■ **To-do list**
a – In the post on action masking, transcribe the part that begins at the words "If I use this" and stops after the words "the observation space.".
b – Answer these questions from the post on action masking:
(i) What are the control experiments being built for?
(ii) Why does the network run into an error when it is handed a Dict observation space?
(iii) In the current fix, what is the given dictionary turned into during the forward pass?

Dear folks,
Currently I am creating my own environment to create somewhat user friendly RL control experiments for my university project.
For me it is very useful to use a dictionary as an observation space as this is an easy way of managing with the states/observations. However I also like to use action masking. It seems that with the standard example this is pretty difficult. It is really important that I avoid certain actions for certain observations. Not to decrease their probability.
If I use this model example below, in the init function, the FullyConnectedNetwork/TorchFC is made by taking the shape of orig_space['observations']
. When having a Dict observation space this is a Dict object, then the shape is taken somewhere in the FullyConnectedNetwork/TorchFC to initialize the neural network which errors because Dict spaces don’t have a shape. The object obs_space can’t be used because here the action_mask is flattened together with the observation space.
Secondly, in the forward pass, a dict object is passed each forward pass which is not a format the NN can handle.
For now I solved this by making a Box object in the init with the flattened shape of orig_space[‘observations’] and passing this in the obs_space variable in FullyConnectedNetwork/TorchFC. In the forward pass I turn the given dictionary into a 2d array with on the first dimension the batches. To me this method sounds very hacky and I am unsure if I am over engineering this.

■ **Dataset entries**
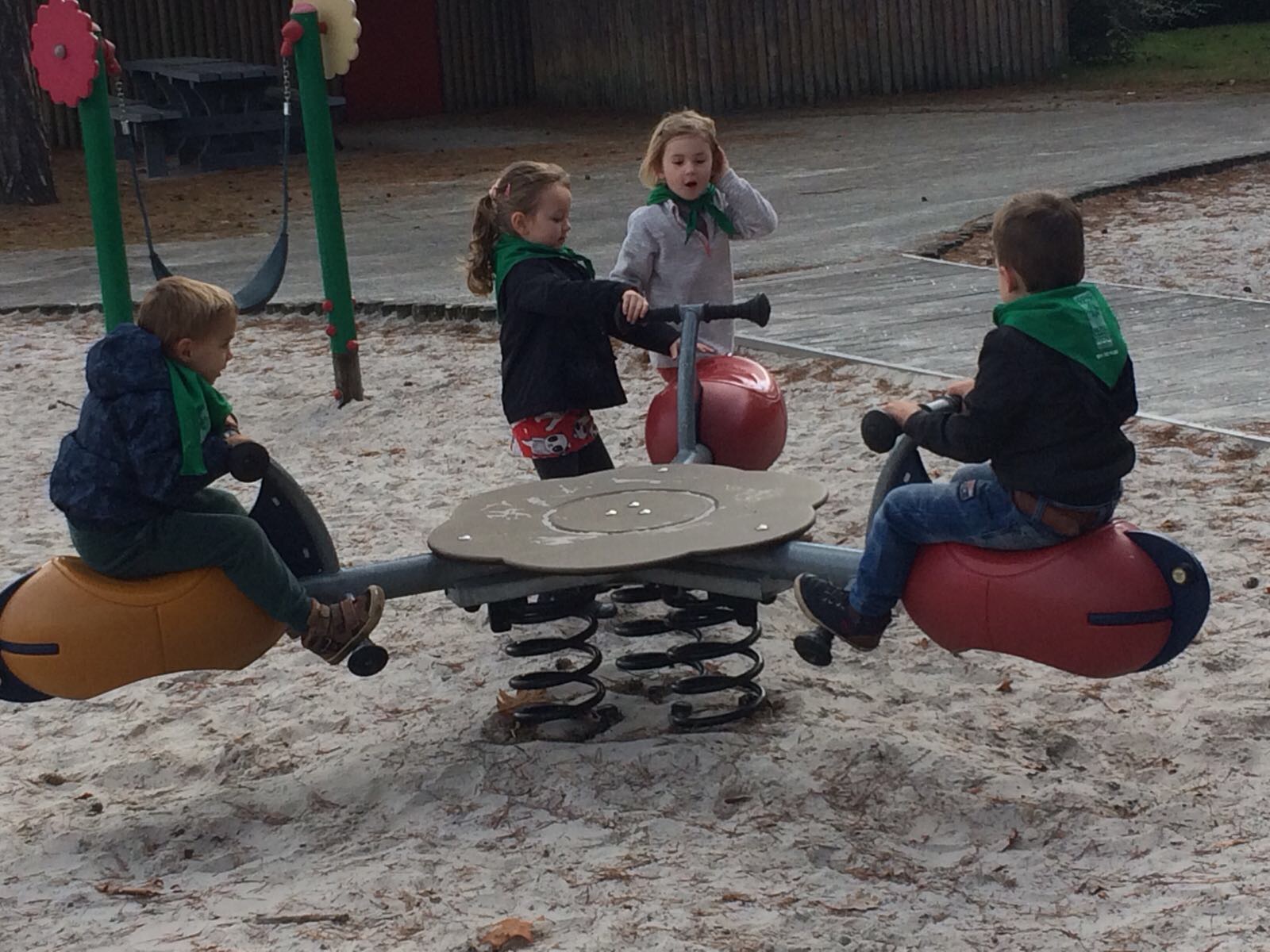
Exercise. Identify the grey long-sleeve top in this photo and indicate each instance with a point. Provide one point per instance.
(668, 270)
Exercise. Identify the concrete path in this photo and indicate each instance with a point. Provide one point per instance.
(1199, 359)
(852, 188)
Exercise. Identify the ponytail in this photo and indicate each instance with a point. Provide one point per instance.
(480, 249)
(516, 190)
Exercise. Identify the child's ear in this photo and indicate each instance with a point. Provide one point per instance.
(1010, 278)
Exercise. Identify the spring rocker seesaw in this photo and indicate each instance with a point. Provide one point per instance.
(677, 527)
(1111, 602)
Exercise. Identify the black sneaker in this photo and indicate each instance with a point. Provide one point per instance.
(827, 605)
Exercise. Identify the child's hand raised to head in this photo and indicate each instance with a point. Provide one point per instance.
(702, 348)
(634, 306)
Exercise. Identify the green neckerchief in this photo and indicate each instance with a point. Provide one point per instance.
(1076, 321)
(200, 410)
(692, 209)
(512, 249)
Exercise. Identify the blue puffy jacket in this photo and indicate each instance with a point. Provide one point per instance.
(122, 463)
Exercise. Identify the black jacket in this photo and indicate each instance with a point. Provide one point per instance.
(1047, 423)
(556, 323)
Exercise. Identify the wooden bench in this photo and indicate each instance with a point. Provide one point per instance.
(148, 127)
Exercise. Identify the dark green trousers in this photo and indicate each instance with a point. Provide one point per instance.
(213, 531)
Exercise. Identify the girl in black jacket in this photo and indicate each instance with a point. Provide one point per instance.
(556, 319)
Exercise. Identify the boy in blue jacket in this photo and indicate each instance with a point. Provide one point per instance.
(133, 479)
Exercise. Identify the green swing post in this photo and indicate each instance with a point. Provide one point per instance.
(324, 184)
(103, 192)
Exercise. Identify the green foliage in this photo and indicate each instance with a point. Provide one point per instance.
(1176, 59)
(1105, 31)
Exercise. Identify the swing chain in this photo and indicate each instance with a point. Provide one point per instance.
(125, 126)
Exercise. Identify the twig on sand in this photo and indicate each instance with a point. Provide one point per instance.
(146, 890)
(302, 918)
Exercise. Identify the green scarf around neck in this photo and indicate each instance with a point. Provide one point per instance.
(1076, 321)
(692, 209)
(200, 410)
(512, 249)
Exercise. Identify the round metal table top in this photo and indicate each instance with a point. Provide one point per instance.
(628, 518)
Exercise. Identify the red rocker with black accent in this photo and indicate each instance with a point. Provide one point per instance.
(1113, 602)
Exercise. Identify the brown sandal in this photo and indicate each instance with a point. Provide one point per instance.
(336, 630)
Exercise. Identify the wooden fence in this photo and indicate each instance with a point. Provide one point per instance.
(238, 29)
(486, 54)
(714, 55)
(719, 55)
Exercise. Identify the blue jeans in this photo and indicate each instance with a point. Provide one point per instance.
(971, 508)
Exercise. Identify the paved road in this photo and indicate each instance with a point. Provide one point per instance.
(851, 186)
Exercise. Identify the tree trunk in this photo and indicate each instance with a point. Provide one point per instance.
(25, 173)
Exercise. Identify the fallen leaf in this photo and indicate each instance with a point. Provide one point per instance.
(508, 702)
(510, 933)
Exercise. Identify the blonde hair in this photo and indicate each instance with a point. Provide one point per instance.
(1041, 235)
(686, 122)
(183, 308)
(518, 188)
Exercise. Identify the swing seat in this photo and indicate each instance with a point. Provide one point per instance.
(1109, 603)
(67, 631)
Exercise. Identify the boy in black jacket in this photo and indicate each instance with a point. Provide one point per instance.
(558, 363)
(1045, 409)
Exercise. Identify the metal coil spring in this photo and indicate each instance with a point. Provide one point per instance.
(691, 615)
(505, 615)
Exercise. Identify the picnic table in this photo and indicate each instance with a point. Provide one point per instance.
(209, 113)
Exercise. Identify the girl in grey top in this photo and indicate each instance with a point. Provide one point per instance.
(677, 248)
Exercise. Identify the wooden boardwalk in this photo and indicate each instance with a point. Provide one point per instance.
(1199, 359)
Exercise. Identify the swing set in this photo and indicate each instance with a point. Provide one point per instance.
(73, 63)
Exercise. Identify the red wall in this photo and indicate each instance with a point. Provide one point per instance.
(397, 74)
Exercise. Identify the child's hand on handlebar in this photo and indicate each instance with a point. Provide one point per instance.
(702, 348)
(899, 410)
(634, 306)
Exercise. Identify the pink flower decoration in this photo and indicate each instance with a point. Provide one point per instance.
(64, 51)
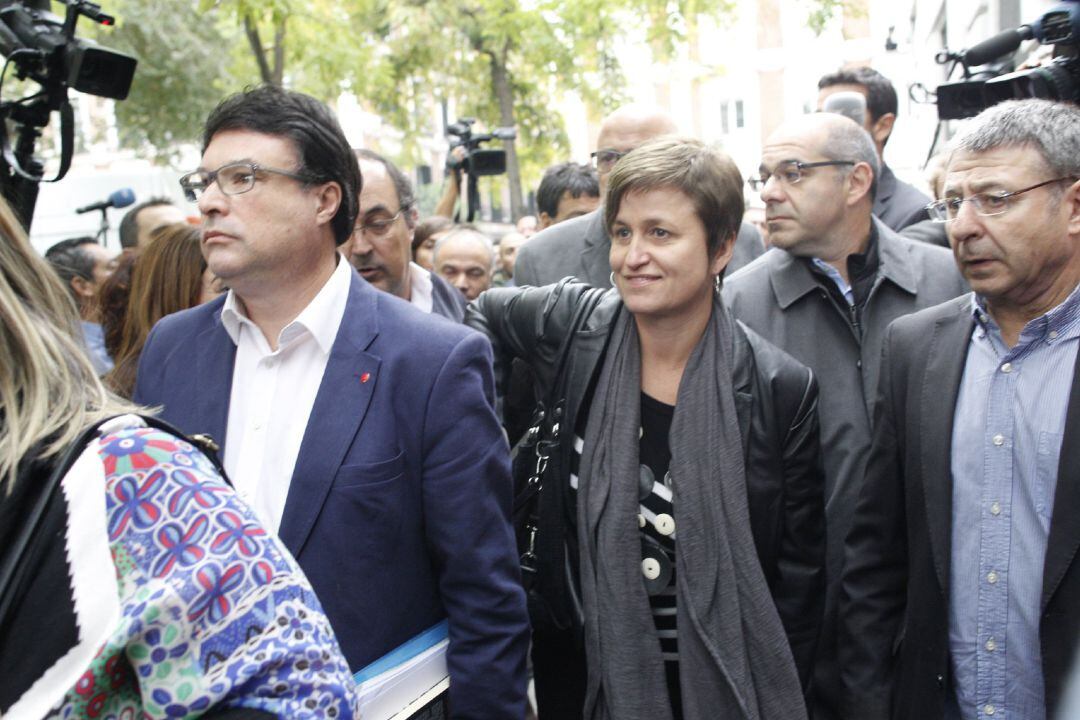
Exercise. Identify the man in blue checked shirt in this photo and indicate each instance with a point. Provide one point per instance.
(960, 597)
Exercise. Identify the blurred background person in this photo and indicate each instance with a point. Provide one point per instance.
(580, 246)
(136, 568)
(424, 235)
(139, 222)
(381, 244)
(82, 266)
(755, 216)
(896, 203)
(717, 432)
(527, 225)
(567, 191)
(112, 298)
(503, 275)
(929, 231)
(464, 257)
(170, 275)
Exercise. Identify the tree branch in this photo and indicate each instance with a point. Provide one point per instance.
(252, 30)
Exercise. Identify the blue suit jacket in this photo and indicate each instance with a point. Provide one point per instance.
(399, 506)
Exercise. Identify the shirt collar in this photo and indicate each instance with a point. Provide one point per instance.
(1058, 323)
(321, 317)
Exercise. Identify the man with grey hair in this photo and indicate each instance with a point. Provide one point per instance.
(381, 245)
(464, 257)
(580, 246)
(834, 281)
(961, 588)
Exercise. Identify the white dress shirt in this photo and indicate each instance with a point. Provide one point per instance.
(273, 393)
(420, 287)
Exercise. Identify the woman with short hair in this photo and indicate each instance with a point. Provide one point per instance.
(680, 543)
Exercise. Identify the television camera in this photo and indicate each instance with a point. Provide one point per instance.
(1057, 80)
(43, 48)
(474, 160)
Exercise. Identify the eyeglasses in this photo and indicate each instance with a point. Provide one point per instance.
(379, 227)
(986, 204)
(605, 160)
(232, 179)
(791, 172)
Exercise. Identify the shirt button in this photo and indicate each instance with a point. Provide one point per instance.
(665, 524)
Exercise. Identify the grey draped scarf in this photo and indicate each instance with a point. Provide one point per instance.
(734, 660)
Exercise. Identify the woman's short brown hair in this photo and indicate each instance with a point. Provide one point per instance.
(704, 174)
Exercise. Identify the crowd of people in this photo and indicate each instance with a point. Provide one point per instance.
(811, 456)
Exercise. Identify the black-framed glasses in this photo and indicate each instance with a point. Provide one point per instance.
(378, 227)
(986, 204)
(605, 160)
(232, 179)
(791, 172)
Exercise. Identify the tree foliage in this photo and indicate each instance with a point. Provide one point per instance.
(184, 69)
(503, 62)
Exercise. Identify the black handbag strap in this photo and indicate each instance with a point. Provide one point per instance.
(18, 559)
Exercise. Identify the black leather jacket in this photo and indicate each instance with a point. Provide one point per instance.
(777, 404)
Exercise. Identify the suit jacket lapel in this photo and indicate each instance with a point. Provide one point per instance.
(946, 356)
(1064, 528)
(339, 408)
(594, 258)
(214, 361)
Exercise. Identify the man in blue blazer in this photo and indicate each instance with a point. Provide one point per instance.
(359, 426)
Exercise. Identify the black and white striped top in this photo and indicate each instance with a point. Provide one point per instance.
(656, 519)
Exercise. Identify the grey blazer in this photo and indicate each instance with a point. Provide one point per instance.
(899, 204)
(579, 247)
(894, 633)
(780, 298)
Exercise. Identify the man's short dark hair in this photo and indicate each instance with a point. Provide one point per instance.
(406, 197)
(880, 94)
(70, 261)
(566, 177)
(325, 154)
(129, 226)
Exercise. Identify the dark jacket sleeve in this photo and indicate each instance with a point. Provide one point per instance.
(529, 323)
(799, 591)
(467, 499)
(875, 555)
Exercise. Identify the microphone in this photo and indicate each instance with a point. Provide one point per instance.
(121, 198)
(994, 48)
(848, 104)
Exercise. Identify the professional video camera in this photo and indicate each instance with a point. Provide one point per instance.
(475, 161)
(43, 48)
(1058, 80)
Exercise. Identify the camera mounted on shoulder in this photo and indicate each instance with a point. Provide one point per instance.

■ **Responses by task**
a –
If I use this model example below, in the init function, the FullyConnectedNetwork/TorchFC is made by taking the shape of orig_space['observations']
. When having a Dict observation space this is a Dict object, then the shape is taken somewhere in the FullyConnectedNetwork/TorchFC to initialize the neural network which errors because Dict spaces don’t have a shape. The object obs_space can’t be used because here the action_mask is flattened together with the observation space.

b –
(i) A university project.
(ii) Dict spaces don't have a shape.
(iii) A 2d array, with the batches on the first dimension.